Recast the lines from the one containing "request: draw the outline of every instance of the sandy" to the one containing "target: sandy path", both included, as a JSON list of strings with one string per line and blank lines omitted.

##### Material for the task

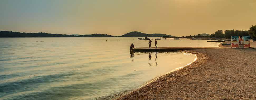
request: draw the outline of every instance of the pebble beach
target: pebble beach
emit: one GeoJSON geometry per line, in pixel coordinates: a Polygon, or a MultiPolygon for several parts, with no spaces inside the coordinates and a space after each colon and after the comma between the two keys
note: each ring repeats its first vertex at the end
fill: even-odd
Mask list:
{"type": "Polygon", "coordinates": [[[197,59],[117,100],[256,99],[256,50],[190,50],[197,59]]]}

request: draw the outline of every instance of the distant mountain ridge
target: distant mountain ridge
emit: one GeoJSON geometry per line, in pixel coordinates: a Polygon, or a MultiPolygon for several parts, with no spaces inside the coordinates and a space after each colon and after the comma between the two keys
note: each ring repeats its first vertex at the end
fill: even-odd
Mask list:
{"type": "Polygon", "coordinates": [[[75,36],[78,36],[79,35],[81,35],[78,34],[72,34],[70,35],[73,35],[75,36]]]}
{"type": "MultiPolygon", "coordinates": [[[[76,34],[78,35],[78,34],[76,34]]],[[[53,34],[46,33],[27,33],[6,31],[0,31],[0,37],[114,37],[107,34],[94,34],[88,35],[75,35],[62,34],[53,34]]]]}
{"type": "Polygon", "coordinates": [[[168,35],[170,35],[160,34],[146,34],[139,32],[133,31],[124,34],[119,37],[161,37],[168,35]]]}
{"type": "Polygon", "coordinates": [[[209,36],[211,35],[209,34],[206,34],[205,33],[203,33],[202,34],[200,34],[200,35],[201,35],[201,36],[209,36]]]}
{"type": "Polygon", "coordinates": [[[170,35],[162,34],[146,34],[137,31],[132,32],[119,36],[114,36],[107,34],[94,34],[81,35],[78,34],[71,35],[62,34],[53,34],[40,32],[33,33],[21,33],[6,31],[0,31],[0,37],[162,37],[170,35]]]}

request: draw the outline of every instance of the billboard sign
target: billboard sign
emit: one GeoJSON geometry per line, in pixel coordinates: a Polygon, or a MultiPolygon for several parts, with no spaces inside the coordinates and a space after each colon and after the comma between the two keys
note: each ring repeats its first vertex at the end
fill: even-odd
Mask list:
{"type": "Polygon", "coordinates": [[[244,36],[244,47],[250,47],[250,36],[244,36]]]}
{"type": "Polygon", "coordinates": [[[231,47],[238,48],[239,37],[238,36],[231,36],[231,47]]]}

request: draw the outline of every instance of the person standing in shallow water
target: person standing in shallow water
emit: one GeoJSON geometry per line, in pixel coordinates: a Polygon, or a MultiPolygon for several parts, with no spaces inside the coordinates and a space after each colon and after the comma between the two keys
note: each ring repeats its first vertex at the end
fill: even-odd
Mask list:
{"type": "Polygon", "coordinates": [[[133,48],[134,48],[134,45],[133,45],[133,43],[130,46],[130,51],[131,51],[133,48]]]}
{"type": "Polygon", "coordinates": [[[152,47],[151,47],[151,42],[152,42],[152,41],[151,41],[150,39],[149,39],[149,42],[148,42],[148,43],[149,43],[149,47],[148,47],[148,48],[149,48],[149,47],[150,48],[152,48],[152,47]]]}
{"type": "Polygon", "coordinates": [[[156,39],[155,39],[155,45],[156,46],[156,48],[157,48],[157,47],[156,46],[156,44],[157,44],[157,41],[156,41],[156,39]]]}

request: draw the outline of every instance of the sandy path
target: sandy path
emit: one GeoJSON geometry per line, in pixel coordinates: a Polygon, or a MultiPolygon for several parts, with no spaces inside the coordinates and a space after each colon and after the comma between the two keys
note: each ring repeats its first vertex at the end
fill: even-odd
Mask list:
{"type": "Polygon", "coordinates": [[[117,99],[256,99],[256,50],[197,49],[197,60],[117,99]]]}

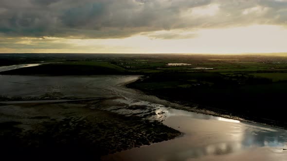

##########

Task answer
[
  "request: draw the outline of every instance of the sandy path",
  "target: sandy path"
]